# Tasks for this exercise:
[A] Answer these about the passage on military robotics:
(i) By 2030, what share of Russia's combat power does its Military Industrial Committee plan to derive from remote-controlled and AI-enabled systems?
(ii) What are the two tank-like combat systems Russia is working on?
(iii) In what month and year did the Army publish its Robotics and Autonomous Systems Strategy?
[B] Can you write out the passage on military robotics word for word, beginning at the words "1. Increase situational" and stopping after "time for commanders."?

In recent years, the Russian military has achieved major breakthroughs in the development of unmanned systems. Russian investments in artificial intelligence and other emerging technologies will help their soldiers counter the physical, cognitive, and operational challenges of urban warfare and perform better in future conflicts. In fact, Russia’s Military Industrial Committee has approved plans to derive 30% of Russia’s combat power from remote-controlled systems and platforms enabled by artificial intelligence by 2030. Russia is currently working on two tank-like combat systems referred to as Shturm (Storm) and Soratnik (Ally). According to the Russian defense manufacturer Kalashnikov, “Robot tanks do not need crews. Robots without human intervention will detect enemy weapons, destroy them, and issue target designations.”  This certainly indicates Russia’s intent to develop unmanned combat systems without need for a human in the decision loop.


With near-peer adversaries aggressively pursuing RAS development, the US DoD is investing heavily in land robotics which are becoming ever more crucial for gaining overmatch in possible high-intensity conflict. These added investments in advanced technologies will increase Warfighter lethality, transform situational awareness and remove soldiers from dangerous situations. The U.S. 2018 National Defense Strategy of the United States of America, in describing DOD’s strategic approach, states: The Department will invest broadly in military application of autonomy, artificial intelligence, and machine learning, including rapid application of commercial breakthroughs, to gain competitive military advantages. In this regard, the Army and Marines are directed to pursue RAS and AI in support of the National Defense Strategy, but there are also more practical reasons why the Army and Marines might emphasize the development of RAS and AI.



RAS Strategy

In March 2017, the Army published its Robotics and Autonomous Systems Strategy.  The Army describes its RAS objectives as follows:

1. Increase situational awareness. Complex terrain and enemy countermeasures limit soldiers’ abilities to see and fight at the battalion level and below. Advancements in RAS allow for persistent surveillance and reconnaissance over wide areas, often going where manned systems cannot, thereby increasing standoff distances, survivability and reaction time for commanders.

# Given entries:
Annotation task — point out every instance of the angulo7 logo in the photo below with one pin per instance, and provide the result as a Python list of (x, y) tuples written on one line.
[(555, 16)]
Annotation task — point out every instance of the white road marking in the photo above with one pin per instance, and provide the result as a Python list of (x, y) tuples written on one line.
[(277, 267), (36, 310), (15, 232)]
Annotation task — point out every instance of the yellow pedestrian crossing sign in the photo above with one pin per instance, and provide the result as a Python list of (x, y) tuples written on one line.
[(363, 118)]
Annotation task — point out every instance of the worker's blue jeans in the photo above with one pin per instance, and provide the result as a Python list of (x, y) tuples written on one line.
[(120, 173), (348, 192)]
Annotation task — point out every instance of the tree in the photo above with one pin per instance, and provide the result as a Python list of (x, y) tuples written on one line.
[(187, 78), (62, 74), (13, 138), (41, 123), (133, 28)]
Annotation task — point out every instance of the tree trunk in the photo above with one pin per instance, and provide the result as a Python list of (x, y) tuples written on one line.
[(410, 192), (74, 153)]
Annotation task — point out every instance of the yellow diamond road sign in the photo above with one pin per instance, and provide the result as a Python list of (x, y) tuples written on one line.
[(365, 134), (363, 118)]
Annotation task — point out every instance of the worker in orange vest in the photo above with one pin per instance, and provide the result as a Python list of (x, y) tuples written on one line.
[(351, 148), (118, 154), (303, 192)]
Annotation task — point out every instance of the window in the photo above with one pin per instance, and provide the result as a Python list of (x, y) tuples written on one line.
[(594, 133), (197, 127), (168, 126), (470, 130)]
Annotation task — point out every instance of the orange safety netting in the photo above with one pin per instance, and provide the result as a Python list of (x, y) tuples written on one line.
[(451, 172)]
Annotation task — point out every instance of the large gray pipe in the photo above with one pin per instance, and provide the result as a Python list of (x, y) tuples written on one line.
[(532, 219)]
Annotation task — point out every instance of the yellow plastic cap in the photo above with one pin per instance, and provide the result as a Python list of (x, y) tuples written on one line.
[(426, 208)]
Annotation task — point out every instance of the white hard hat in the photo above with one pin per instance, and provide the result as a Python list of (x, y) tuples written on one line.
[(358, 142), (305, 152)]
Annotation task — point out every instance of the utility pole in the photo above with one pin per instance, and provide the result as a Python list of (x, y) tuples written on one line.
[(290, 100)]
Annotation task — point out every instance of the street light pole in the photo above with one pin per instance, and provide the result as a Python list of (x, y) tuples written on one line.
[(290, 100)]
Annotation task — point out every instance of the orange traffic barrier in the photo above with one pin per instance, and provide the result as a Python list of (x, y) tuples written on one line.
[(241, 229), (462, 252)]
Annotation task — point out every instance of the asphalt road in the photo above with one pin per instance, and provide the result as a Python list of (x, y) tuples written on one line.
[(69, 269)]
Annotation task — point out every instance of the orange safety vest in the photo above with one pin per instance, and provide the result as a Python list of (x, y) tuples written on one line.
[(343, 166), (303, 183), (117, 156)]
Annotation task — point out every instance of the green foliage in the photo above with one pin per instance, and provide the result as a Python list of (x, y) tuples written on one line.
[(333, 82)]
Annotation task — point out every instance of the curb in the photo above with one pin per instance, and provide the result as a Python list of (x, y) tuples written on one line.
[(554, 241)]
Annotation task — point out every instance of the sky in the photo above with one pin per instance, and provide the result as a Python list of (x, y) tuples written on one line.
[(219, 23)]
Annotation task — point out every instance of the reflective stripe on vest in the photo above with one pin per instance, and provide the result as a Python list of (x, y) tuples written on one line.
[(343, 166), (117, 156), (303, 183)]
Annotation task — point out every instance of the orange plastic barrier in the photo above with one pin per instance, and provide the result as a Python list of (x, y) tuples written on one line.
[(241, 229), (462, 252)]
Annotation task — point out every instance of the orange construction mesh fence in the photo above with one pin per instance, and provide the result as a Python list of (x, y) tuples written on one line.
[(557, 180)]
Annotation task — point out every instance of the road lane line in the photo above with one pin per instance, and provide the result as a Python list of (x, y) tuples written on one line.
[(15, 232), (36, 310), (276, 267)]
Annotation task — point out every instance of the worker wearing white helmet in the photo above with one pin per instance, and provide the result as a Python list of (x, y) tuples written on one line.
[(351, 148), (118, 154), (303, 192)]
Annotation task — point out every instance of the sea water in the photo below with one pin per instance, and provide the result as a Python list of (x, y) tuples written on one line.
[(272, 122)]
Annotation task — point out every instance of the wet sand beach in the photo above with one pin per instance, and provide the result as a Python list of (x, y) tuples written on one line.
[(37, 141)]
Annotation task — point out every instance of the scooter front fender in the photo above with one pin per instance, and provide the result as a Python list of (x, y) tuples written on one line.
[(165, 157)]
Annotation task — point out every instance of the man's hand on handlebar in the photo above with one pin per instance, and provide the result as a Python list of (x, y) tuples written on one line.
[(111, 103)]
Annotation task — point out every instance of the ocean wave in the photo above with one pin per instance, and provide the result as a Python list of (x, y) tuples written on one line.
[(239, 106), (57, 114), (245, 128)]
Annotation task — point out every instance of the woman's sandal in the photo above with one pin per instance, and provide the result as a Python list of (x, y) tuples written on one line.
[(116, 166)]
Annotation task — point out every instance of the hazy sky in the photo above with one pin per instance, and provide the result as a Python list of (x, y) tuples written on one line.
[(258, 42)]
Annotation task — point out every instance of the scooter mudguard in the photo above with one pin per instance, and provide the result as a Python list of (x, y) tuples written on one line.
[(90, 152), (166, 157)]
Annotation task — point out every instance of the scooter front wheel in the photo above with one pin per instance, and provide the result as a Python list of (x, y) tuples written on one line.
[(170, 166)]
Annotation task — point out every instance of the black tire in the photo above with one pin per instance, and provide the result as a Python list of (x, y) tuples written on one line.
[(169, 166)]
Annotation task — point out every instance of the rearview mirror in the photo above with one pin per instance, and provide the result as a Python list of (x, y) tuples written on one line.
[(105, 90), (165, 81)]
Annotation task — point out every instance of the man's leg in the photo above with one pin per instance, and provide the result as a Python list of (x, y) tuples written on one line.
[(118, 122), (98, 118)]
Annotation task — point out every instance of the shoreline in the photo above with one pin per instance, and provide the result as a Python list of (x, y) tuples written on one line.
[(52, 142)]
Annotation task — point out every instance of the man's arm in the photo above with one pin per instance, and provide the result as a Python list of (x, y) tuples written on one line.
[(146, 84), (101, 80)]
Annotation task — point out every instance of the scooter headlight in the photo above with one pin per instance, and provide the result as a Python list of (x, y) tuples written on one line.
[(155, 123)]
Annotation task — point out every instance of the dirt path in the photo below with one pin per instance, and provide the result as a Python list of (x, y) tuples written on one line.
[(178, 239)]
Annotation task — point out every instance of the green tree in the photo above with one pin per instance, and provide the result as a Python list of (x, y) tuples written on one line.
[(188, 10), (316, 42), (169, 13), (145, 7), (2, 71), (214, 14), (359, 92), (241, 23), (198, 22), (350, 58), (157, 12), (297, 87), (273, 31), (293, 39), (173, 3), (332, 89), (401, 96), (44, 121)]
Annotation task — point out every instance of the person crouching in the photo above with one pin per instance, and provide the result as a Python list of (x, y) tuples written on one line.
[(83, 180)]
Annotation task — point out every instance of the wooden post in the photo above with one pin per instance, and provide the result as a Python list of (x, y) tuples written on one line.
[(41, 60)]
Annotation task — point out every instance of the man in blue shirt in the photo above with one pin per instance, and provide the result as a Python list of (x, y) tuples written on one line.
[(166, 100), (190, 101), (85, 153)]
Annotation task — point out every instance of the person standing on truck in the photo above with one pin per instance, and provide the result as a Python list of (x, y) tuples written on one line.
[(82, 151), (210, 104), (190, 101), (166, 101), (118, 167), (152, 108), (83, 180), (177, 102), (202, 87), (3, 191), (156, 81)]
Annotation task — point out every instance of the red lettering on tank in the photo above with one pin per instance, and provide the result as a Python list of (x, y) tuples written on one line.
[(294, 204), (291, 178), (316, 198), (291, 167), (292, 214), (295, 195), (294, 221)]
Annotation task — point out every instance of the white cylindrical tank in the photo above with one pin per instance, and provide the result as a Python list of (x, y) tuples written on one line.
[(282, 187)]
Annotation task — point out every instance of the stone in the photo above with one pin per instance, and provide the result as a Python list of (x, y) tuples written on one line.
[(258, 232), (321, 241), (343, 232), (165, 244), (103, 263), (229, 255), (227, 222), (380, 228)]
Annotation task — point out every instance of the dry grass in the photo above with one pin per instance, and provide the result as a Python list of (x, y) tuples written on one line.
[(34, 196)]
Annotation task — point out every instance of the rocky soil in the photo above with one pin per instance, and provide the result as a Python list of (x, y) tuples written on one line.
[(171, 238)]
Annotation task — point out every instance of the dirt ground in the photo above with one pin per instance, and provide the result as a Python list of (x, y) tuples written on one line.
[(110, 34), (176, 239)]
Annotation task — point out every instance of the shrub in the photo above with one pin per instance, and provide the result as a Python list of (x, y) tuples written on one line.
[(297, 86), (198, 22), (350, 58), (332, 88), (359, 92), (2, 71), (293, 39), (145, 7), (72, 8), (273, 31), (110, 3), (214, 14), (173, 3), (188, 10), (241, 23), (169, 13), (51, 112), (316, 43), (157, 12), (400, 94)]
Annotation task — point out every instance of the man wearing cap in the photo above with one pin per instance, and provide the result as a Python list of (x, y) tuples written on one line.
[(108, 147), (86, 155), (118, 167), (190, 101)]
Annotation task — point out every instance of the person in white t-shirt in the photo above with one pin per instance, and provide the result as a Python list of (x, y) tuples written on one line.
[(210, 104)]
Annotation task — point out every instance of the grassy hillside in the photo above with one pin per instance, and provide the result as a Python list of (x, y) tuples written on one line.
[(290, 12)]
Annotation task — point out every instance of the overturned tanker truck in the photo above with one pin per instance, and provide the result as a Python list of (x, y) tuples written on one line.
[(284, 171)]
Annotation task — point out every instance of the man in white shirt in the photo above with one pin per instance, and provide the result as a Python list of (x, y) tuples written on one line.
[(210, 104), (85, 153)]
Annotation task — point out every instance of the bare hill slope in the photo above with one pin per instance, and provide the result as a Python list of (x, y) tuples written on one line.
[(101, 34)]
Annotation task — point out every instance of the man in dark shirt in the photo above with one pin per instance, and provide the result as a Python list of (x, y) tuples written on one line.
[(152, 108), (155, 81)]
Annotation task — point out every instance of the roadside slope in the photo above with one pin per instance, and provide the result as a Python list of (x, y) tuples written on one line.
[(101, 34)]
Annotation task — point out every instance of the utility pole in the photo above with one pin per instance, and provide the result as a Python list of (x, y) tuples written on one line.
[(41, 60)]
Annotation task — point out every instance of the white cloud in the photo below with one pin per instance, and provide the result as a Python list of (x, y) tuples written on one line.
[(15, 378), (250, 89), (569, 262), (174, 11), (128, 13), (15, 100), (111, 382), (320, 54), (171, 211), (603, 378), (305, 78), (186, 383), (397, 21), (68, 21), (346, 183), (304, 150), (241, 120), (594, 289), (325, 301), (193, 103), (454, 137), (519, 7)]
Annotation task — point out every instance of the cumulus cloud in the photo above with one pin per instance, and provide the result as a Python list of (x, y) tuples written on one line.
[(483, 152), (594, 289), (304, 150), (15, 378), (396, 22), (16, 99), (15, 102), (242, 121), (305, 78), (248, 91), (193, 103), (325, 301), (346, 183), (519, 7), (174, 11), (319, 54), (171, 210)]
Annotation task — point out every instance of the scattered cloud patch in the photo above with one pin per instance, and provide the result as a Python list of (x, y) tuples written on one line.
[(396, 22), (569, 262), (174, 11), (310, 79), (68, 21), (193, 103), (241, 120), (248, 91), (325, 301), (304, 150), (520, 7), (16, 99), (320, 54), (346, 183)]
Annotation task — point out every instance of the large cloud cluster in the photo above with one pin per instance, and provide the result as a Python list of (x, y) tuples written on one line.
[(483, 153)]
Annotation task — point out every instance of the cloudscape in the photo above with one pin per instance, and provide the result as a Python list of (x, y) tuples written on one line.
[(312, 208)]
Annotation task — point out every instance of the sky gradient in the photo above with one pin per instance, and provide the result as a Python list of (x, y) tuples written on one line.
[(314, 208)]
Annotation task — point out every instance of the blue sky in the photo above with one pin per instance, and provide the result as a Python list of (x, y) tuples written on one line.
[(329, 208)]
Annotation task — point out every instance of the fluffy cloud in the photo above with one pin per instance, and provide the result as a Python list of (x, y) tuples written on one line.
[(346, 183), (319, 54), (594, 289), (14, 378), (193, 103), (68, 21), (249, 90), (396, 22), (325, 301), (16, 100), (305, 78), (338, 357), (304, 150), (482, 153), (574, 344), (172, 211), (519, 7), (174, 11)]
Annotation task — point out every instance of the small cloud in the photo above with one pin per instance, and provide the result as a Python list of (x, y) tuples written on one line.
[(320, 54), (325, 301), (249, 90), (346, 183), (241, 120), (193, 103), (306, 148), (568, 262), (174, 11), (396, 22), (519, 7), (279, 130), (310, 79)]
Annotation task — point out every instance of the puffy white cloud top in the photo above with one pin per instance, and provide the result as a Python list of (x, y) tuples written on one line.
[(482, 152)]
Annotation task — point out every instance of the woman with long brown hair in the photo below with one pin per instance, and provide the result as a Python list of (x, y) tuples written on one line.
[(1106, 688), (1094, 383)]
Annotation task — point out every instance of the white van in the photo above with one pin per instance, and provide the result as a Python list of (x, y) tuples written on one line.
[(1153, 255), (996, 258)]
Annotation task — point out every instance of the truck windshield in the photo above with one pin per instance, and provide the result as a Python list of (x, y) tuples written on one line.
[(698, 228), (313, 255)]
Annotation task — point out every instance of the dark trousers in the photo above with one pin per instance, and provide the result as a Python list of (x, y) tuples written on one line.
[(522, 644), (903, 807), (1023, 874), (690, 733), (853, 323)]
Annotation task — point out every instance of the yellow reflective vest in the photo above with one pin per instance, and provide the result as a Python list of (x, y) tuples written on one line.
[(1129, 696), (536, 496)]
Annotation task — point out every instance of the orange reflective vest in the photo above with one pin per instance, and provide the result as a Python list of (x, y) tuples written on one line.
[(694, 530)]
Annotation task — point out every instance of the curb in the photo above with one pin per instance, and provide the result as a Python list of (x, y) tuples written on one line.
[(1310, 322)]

# Answers provided:
[A]
(i) 30%
(ii) Shturm (Storm) and Soratnik (Ally)
(iii) March 2017

[B]
1. Increase situational awareness. Complex terrain and enemy countermeasures limit soldiers’ abilities to see and fight at the battalion level and below. Advancements in RAS allow for persistent surveillance and reconnaissance over wide areas, often going where manned systems cannot, thereby increasing standoff distances, survivability and reaction time for commanders.